*WORK TO BE COMPLETED:* Only what runs from the line with "Q: Locate the iceberg" to the end of the data should appear in the answer, exactly as written and without pictures.

───

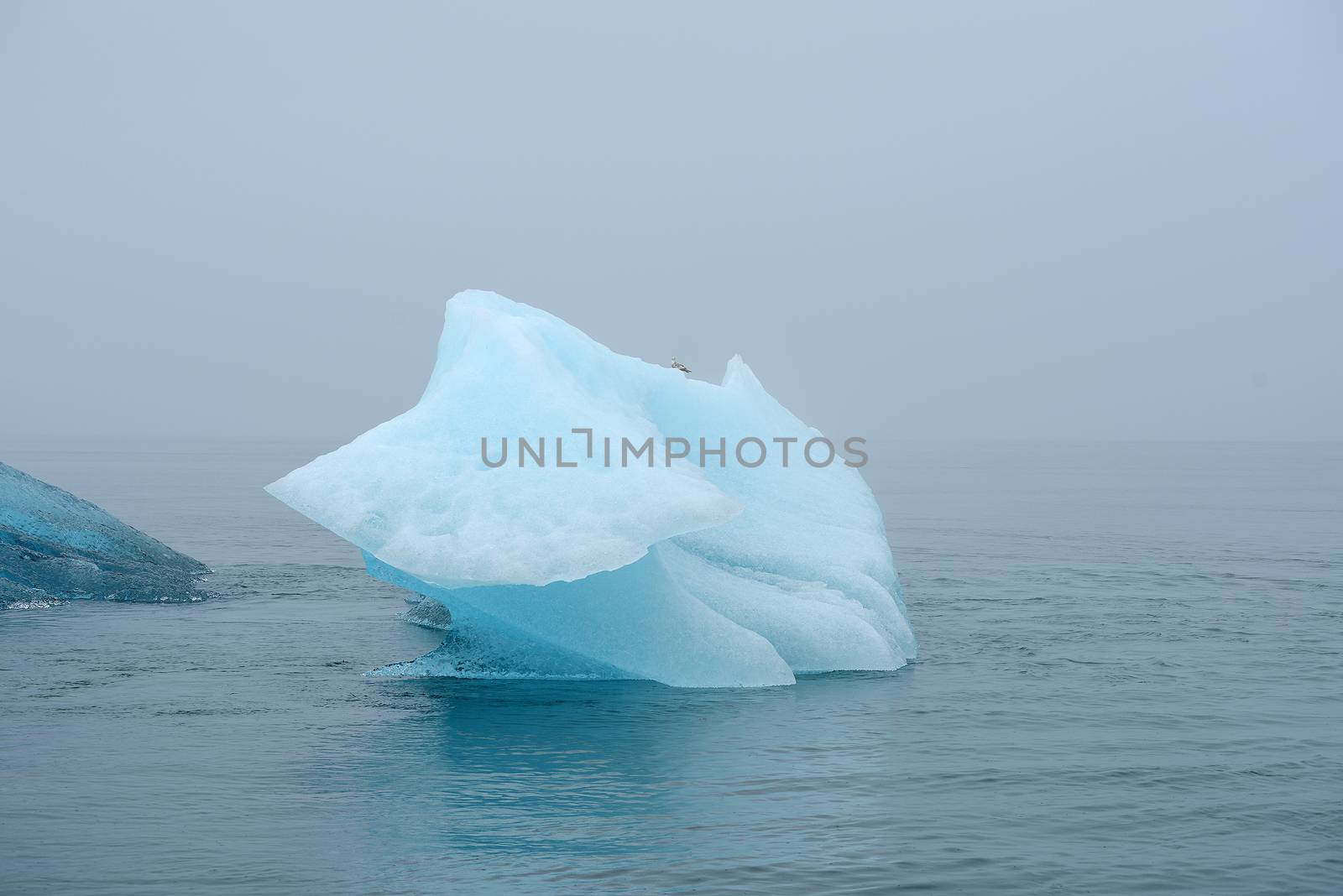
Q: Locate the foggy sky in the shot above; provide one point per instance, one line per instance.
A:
(935, 221)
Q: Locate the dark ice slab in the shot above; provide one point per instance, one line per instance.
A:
(55, 546)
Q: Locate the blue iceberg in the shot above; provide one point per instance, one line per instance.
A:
(55, 546)
(568, 558)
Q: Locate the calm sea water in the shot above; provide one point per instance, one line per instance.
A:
(1131, 683)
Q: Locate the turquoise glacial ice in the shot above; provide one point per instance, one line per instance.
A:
(55, 546)
(722, 576)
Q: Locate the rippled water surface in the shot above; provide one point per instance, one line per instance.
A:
(1131, 683)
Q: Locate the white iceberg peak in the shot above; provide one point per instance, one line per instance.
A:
(724, 575)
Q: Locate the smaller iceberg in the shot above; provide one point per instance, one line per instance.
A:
(55, 546)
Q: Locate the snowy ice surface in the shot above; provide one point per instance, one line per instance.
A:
(698, 577)
(55, 546)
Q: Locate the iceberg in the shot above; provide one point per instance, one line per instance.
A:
(55, 546)
(508, 497)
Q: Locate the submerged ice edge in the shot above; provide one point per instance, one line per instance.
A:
(698, 577)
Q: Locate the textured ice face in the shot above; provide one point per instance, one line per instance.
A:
(698, 577)
(55, 546)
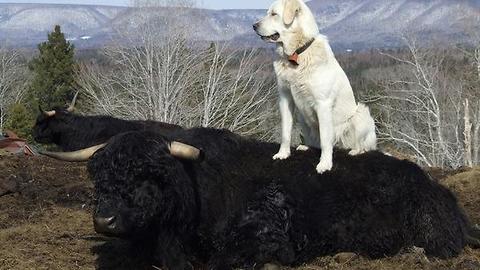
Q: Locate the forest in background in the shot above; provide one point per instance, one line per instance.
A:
(424, 96)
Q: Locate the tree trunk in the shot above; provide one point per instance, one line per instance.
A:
(467, 133)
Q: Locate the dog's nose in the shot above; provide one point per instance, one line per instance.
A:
(104, 224)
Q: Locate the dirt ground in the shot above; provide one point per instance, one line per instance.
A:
(45, 223)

───

*RESPONSE TO THIS TASK:*
Q: Locate the iceberg in the shot above; provide one point per instance, one line per instance.
A:
(55, 546)
(508, 497)
Q: Locate the submerged ice edge in the shot above; provide one point per instance, one line per instance.
A:
(698, 577)
Q: Locate the textured ice face in the shot above; provide one point per instance, one line per instance.
A:
(698, 577)
(55, 546)
Q: Locate the forest in background in the shot above; provide one point per instance, one line per instance.
A:
(424, 96)
Q: Locate the tree trunk in the shot above; provide one point per instance, one line per instance.
A:
(467, 133)
Q: Locate the dog's nose in the shot above; provide one point per instance, one line per instance.
A:
(104, 224)
Q: Locate the dirt ground in the shot above; provide one point per instance, one line per instance.
A:
(45, 223)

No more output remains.